- [Exercise] Return the listing below word for word.

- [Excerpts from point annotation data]

▬▬▬▬▬▬

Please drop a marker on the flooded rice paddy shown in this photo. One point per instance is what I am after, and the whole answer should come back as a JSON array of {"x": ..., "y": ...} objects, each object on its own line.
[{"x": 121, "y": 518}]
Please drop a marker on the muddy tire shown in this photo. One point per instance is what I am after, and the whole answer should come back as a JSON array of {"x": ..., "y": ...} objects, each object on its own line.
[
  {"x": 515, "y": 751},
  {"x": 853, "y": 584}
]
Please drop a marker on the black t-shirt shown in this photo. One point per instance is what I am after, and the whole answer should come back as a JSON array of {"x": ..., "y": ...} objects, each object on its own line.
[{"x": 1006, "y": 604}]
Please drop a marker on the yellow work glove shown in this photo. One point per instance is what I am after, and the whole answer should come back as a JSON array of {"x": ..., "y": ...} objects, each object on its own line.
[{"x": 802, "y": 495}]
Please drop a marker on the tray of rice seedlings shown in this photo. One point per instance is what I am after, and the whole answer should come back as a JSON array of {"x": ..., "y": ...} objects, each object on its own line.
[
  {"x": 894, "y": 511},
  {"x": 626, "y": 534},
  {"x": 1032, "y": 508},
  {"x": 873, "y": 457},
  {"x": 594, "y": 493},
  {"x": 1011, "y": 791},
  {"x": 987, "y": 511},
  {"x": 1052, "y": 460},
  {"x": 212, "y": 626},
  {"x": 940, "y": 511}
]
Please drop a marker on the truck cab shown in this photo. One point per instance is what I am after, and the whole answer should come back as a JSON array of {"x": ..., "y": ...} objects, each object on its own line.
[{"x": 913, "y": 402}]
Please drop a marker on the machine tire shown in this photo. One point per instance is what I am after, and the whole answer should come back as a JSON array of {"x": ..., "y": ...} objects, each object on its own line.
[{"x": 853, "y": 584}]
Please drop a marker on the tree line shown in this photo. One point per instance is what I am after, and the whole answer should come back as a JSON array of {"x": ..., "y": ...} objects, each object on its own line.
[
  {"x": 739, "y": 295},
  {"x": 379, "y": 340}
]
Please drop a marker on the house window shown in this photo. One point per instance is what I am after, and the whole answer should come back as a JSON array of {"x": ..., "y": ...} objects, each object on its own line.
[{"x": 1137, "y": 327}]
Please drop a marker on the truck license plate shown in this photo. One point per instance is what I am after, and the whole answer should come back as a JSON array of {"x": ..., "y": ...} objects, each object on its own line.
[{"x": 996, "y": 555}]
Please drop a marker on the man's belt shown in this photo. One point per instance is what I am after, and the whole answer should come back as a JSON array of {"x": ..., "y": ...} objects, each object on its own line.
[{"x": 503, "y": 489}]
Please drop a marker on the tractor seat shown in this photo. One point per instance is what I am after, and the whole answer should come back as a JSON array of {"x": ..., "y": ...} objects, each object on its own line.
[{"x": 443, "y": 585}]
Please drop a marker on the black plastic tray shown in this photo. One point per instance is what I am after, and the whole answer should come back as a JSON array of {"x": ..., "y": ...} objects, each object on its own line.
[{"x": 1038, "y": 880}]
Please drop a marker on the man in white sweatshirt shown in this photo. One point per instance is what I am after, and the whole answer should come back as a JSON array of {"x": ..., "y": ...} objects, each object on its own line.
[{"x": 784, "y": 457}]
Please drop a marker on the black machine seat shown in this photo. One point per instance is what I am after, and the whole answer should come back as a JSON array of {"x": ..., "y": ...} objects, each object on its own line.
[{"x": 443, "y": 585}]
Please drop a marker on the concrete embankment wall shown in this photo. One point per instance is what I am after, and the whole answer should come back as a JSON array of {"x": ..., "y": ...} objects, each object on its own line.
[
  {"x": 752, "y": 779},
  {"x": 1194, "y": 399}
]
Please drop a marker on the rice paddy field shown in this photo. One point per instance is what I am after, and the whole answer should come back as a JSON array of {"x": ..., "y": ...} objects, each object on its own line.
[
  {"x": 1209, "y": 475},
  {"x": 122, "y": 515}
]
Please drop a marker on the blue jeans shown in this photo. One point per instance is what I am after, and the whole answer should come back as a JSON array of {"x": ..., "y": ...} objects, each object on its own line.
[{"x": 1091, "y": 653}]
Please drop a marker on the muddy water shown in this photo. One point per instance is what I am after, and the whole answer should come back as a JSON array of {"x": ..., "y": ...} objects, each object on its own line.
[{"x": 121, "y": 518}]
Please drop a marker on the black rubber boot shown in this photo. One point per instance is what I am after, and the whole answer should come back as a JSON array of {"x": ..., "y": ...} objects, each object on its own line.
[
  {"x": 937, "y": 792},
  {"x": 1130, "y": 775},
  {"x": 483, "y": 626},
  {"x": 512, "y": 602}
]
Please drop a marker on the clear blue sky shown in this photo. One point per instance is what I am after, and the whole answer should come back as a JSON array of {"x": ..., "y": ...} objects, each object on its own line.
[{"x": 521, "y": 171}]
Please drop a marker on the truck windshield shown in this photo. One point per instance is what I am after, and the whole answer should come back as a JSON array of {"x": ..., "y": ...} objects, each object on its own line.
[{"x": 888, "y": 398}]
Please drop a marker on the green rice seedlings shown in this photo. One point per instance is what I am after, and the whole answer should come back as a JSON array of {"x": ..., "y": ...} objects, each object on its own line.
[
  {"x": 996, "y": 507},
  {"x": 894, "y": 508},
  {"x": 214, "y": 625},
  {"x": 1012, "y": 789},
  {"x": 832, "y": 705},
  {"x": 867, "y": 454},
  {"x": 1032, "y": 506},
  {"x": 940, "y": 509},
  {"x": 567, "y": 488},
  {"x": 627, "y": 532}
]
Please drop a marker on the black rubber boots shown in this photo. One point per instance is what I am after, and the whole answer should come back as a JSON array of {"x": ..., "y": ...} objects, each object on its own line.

▬▬▬▬▬▬

- [Finished answer]
Please drop a marker on the flooded rice paddy shown in this photo. One point per instance is what I am after, and the whole answer should come back as a JSON array of {"x": ..., "y": ...} objects, each object on its own line.
[{"x": 121, "y": 518}]
Please drop a marker on the muddy tire shown in this photo. One point per instance is what I am after, and the whole answer should come back as a JSON array of {"x": ..., "y": ...} objects, each object on its own line.
[
  {"x": 515, "y": 751},
  {"x": 853, "y": 584}
]
Please drop a marker on the black t-shirt shown in this photo. One point per instance is what I am after, and the whole answer should come back as a JSON array of {"x": ..., "y": ...} objects, each object on its own line.
[{"x": 1006, "y": 604}]
Please drop a marker on the yellow work glove shown in this photo. One point per instance is what I am after, and the whole answer should come back as a JSON array of {"x": ..., "y": ...} objects, each object on its own line.
[{"x": 802, "y": 495}]
Please drop a marker on the tray of rice seedlings shown in this photo. One point per instance is what I am after, and the whole answer should come back as a JSON array of {"x": ..., "y": ...} objects, each object on its own line.
[
  {"x": 894, "y": 511},
  {"x": 626, "y": 534},
  {"x": 1032, "y": 508},
  {"x": 873, "y": 457},
  {"x": 594, "y": 493},
  {"x": 1011, "y": 791},
  {"x": 987, "y": 511},
  {"x": 1052, "y": 460},
  {"x": 212, "y": 626},
  {"x": 940, "y": 511}
]
Please drop a marker on the truck cab shown in this photo. One point per instance is what I am after, and the whole answer should come back as a JSON array of {"x": ..., "y": ...} objects, each object on its own line.
[{"x": 913, "y": 402}]
Please drop a marker on the machine tire shown in this photo. One point per instance is what I am after, and the whole answer should come back as a JSON array of {"x": ..., "y": ...} objects, each object on its own line.
[{"x": 853, "y": 584}]
Please drop a marker on the tree line shown in this photo. One point per instance is what I am after, and the whole answer should come back as a JSON array of {"x": ..., "y": ...} objects, each object on its own line.
[
  {"x": 739, "y": 295},
  {"x": 379, "y": 340}
]
Please drop a marker on the house window shown in this photo. One point per instance is what I am after, and the whole answer should come back as a JSON array of {"x": ..., "y": ...} objects, each object on its own line.
[{"x": 1137, "y": 327}]
Please drop a marker on the truck license plate shown in this photo. One point per instance is what I am after, and the whole answer should come back as a JSON array of {"x": ..., "y": ...} objects, each object on its own line.
[{"x": 996, "y": 555}]
Please drop a marker on the man's belt shown in this photo. One point per instance is what I am after, and the whole answer should come back as a JSON array of {"x": ..., "y": ...} objects, each object on its own line.
[{"x": 503, "y": 489}]
Please drop a marker on the tractor seat shown in this photo. One point per instance is what I am after, and the whole answer should come back as a JSON array of {"x": ..., "y": ...} objects, each object on its own line.
[{"x": 443, "y": 585}]
Please drop a marker on the black plastic tray shown in this photo. One point per instance is what I am after, and the whole answer should come back as a JSON array of {"x": ..., "y": ...} objects, each object on its own line.
[{"x": 1038, "y": 880}]
Please drop a marker on the man in white sweatshirt shown in this photo. One point per instance is what I am after, and the whole answer should come back as a JSON array of {"x": ..., "y": ...} objects, each object on its own line.
[{"x": 784, "y": 457}]
Please drop a marker on the black machine seat shown in this photo. One point per instance is what I am after, and the whole answer should come back as a JSON array of {"x": ..., "y": ...} objects, each object on its own line.
[{"x": 443, "y": 585}]
Please drop a marker on the concrete embankment wall shown in this photo. One point per instance is what I am after, and the whole answer should come back as a JSON array of {"x": ..., "y": ...} objects, each object on its own line.
[
  {"x": 752, "y": 779},
  {"x": 1194, "y": 399}
]
Please drop a marker on the rice paddy field shown in this photo. One point per instance is what I am after, and the whole answer should come back as a JSON array of {"x": ..., "y": ...} objects, each object on its own line.
[
  {"x": 1209, "y": 475},
  {"x": 122, "y": 515}
]
Please drop a marker on the blue jeans shown in this photo. One point per instance is what I am after, and the whole answer should come back as a JSON array of {"x": ..., "y": ...} objects, each object on its own line.
[{"x": 1091, "y": 653}]
Please drop a marker on the muddy water shown in this photo. One point per instance is what I am after, and the whole answer should come back as a JSON array of {"x": ..., "y": ...} objects, each object on its own line.
[{"x": 121, "y": 518}]
Please drop a marker on the black rubber boot shown in this photo. One point per instance is what I am after, and the whole answer should come back as a JSON array of {"x": ..., "y": ...} objects, each object on its own line.
[
  {"x": 937, "y": 792},
  {"x": 1130, "y": 775},
  {"x": 483, "y": 626},
  {"x": 512, "y": 602}
]
Please drop a marker on the clear blue sky shown in this photo. One point per instance is what I am after, and the whole answer should come back as a JSON array of {"x": ..., "y": ...} objects, each object on its own line.
[{"x": 521, "y": 171}]
Please drop a marker on the truck windshield shown in this photo. One point per instance is what I am after, and the whole answer should come back as a JSON array of {"x": ..., "y": ...} objects, each object on its own line.
[{"x": 888, "y": 398}]
Please drop a marker on the green rice seedlings shown in this photo. One point per instance is what I am after, and the whole answer should come back as a JSON array of {"x": ..., "y": ...} objects, each object on its own line.
[
  {"x": 996, "y": 507},
  {"x": 894, "y": 508},
  {"x": 214, "y": 625},
  {"x": 1012, "y": 789},
  {"x": 832, "y": 705},
  {"x": 867, "y": 454},
  {"x": 1032, "y": 506},
  {"x": 940, "y": 509},
  {"x": 567, "y": 488},
  {"x": 627, "y": 532}
]
Please drop a marker on the black rubber boots shown in this photo. One point per instance is what I am after, and the whole answer should come back as a JSON array of {"x": ..., "y": ...} objects, each object on its own line.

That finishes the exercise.